TEXT PASSAGE |
********************
The design of empirical studies: towards a unified view.
Nuffield College, Oxford, OX1 1NF, UK. email@example.com.
A broad review is given of the general principles underlying study design with emphasis on applications in medical and epidemiological contexts. The main theme of the paper is that, while the distinction between interventionist studies, that is experiments, and purely observational ones is important, there are many common threads. A wide range of specific applications are used in outline to illustrate the discussion.
Bias; Case–control study; Clinical trial; Cohort study; Confounding; Generalizability; Longitudinal study; Metrology; Objectives of study; Prospective study; Randomization; Retrospective study; Specificity
- PMID: 26968840; DOI:10.1007/s10654-016-0135-9
THE DESIGN OF STUDIES
The most common role of statistical considerations in biomedical contexts is in the analysis and interpretation of data whenever that data are subject to appreciable unexplained or uncontrollable variation. That role in turn takes two broad forms.
********************
DATA EXCERPTS |
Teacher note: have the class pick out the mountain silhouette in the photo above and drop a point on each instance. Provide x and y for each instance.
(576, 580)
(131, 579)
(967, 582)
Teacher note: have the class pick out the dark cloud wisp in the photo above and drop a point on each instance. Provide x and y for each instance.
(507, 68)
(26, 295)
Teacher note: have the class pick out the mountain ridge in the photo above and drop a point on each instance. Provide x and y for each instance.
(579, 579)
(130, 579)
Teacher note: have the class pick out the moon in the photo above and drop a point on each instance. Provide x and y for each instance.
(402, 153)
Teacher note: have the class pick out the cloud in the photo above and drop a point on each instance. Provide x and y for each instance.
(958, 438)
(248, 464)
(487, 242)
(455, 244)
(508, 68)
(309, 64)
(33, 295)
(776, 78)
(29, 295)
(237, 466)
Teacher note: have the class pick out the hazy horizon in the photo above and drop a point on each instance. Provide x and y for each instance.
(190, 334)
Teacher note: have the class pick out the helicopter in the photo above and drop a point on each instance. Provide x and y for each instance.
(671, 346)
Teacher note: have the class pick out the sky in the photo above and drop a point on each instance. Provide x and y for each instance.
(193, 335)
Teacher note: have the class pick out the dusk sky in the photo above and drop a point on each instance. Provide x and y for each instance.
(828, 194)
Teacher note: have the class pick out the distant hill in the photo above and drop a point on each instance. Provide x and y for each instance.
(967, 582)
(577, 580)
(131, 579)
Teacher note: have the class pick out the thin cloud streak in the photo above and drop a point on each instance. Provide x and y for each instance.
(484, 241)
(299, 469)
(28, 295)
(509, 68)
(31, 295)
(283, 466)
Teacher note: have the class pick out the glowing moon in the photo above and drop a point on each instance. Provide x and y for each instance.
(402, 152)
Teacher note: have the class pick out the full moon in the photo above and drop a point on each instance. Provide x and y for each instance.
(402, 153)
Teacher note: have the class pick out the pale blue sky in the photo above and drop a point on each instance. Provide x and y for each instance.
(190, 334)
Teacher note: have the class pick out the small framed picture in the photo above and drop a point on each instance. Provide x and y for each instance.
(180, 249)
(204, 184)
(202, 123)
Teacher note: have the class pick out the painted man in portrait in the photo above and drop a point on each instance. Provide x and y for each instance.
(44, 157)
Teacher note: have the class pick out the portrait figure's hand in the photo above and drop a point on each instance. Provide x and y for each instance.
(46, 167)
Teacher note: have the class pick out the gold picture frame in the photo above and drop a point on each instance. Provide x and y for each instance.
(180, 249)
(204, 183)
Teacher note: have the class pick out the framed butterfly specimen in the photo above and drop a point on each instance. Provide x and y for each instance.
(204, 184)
********************
WORK ITEM |
Answer these questions using the text on study design.
1. Which college appears in the address under the title?
2. In which contexts does the review place its emphasis?
3. What does the text name as the most common role of statistical considerations in biomedical contexts?

OUTPUT OF THE EXERCISE |
1. Nuffield College, Oxford.
2. Medical and epidemiological contexts.
3. The analysis and interpretation of data whenever those data are subject to appreciable unexplained or uncontrollable variation.